§ **What needs to be done**: Write out the listing below word for word, leaving out any pictures.

Image location labeling listing

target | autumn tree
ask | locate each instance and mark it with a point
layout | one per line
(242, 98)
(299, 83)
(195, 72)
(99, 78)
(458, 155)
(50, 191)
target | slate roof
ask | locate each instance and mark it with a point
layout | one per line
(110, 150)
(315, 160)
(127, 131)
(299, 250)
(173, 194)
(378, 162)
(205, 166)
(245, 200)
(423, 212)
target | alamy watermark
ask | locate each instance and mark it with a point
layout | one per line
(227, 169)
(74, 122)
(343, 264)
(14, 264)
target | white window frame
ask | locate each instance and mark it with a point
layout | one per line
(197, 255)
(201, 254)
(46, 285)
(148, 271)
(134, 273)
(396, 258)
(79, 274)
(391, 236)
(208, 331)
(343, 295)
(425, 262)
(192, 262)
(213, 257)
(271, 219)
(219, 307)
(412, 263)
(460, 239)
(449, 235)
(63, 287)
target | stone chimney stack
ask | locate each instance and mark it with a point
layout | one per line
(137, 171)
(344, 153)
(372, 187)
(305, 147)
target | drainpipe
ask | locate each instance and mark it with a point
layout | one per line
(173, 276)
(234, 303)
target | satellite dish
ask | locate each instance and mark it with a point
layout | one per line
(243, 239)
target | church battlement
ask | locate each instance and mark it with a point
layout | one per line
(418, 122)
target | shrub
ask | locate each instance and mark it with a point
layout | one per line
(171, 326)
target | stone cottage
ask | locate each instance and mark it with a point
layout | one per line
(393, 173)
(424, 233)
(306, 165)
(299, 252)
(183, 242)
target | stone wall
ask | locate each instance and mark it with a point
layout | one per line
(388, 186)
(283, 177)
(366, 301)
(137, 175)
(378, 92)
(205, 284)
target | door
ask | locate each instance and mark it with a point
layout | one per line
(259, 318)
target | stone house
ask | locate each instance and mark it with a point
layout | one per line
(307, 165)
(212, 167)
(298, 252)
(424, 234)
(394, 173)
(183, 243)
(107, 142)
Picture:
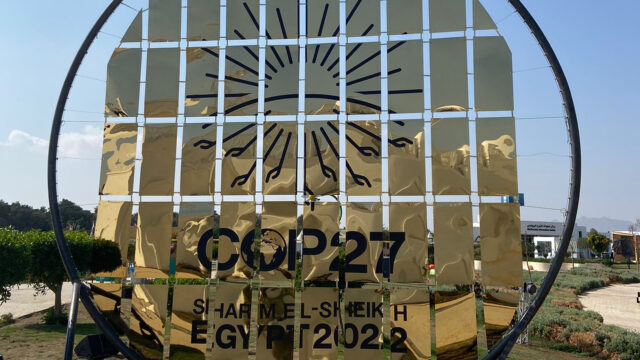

§ **Exercise output**:
target | autumn tree
ask | locate each instance and mark it with a point
layout | one per line
(242, 98)
(299, 83)
(195, 72)
(99, 78)
(458, 155)
(50, 191)
target | slate roof
ask | locate each instance and mark it with a point
layout | one per line
(110, 150)
(315, 160)
(127, 131)
(299, 250)
(173, 194)
(378, 162)
(205, 166)
(245, 200)
(423, 212)
target | alamy watermark
ask | locate each instance and mark it with a point
layout | one per line
(227, 169)
(74, 122)
(343, 264)
(14, 264)
target | white window frame
ask | locate each instance and mark it with a point
layout | one per line
(197, 255)
(201, 254)
(46, 285)
(148, 271)
(134, 273)
(396, 258)
(79, 274)
(391, 236)
(208, 331)
(343, 295)
(425, 262)
(192, 262)
(213, 257)
(271, 219)
(219, 307)
(412, 263)
(460, 239)
(449, 235)
(63, 287)
target | stone chimney stack
ask | locate each instance and mark it with a point
layout | one per line
(137, 171)
(344, 153)
(372, 187)
(305, 147)
target | drainpipe
ask | locate each instance and mark it with a point
layout | one per line
(173, 276)
(234, 303)
target | satellite dish
ask | locate each instance and mark it with a point
layout | one per line
(243, 239)
target | church battlement
ask | locate each instance and mark it with a point
layout | one per line
(418, 122)
target | shrub
ask | locate each instance and mark it with a point
layout | one per line
(171, 326)
target | stone cottage
ask | locate each instance and mark it with a point
layout | one per line
(393, 173)
(424, 233)
(306, 165)
(299, 252)
(183, 242)
target | stone wall
ask | locate each instance and mark it with a point
layout | one per line
(388, 186)
(283, 177)
(366, 301)
(137, 175)
(378, 92)
(205, 284)
target | door
ask | locate each instance and mark it with a point
layout | one per line
(259, 318)
target | stone house
ask | locate each instance and mark it with a point
layout | one per line
(307, 165)
(212, 167)
(298, 252)
(424, 234)
(394, 173)
(183, 243)
(107, 142)
Picture:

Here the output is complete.